(What the exercise asks): Once you find the line containing "Then the output", output it and every line after it to the end of the records, exactly.

━━━━━━━━━━

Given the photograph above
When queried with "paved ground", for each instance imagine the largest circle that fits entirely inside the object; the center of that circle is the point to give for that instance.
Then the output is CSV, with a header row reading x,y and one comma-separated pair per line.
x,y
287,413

━━━━━━━━━━

(Answer to this exercise):
Then the output is CSV, with a header row reading x,y and one comma-separated pair per line.
x,y
287,413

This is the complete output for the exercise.